**GOAL:** Convert all of the rows below into a single numbered list, omitting blank lines and excluding the pictures.
━━━━━━
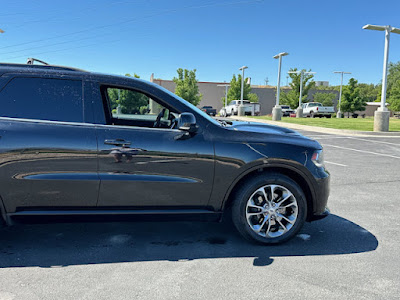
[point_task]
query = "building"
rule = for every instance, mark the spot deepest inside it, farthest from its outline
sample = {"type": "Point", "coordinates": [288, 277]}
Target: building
{"type": "Point", "coordinates": [213, 94]}
{"type": "Point", "coordinates": [321, 83]}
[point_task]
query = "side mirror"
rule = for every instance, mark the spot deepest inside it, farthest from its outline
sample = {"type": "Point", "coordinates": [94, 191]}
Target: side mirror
{"type": "Point", "coordinates": [187, 122]}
━━━━━━
**ANSWER:**
1. [point_task]
2. query = "building"
3. rule = for every instance, mark the spot deepest inside it, farthest from its outline
4. sample = {"type": "Point", "coordinates": [288, 277]}
5. Target: building
6. {"type": "Point", "coordinates": [213, 94]}
7. {"type": "Point", "coordinates": [321, 83]}
8. [point_task]
9. query = "side mirror"
10. rule = for every instance, mark the spot deepest inside it, farthest from its outline
11. sample = {"type": "Point", "coordinates": [94, 191]}
12. Target: side mirror
13. {"type": "Point", "coordinates": [187, 122]}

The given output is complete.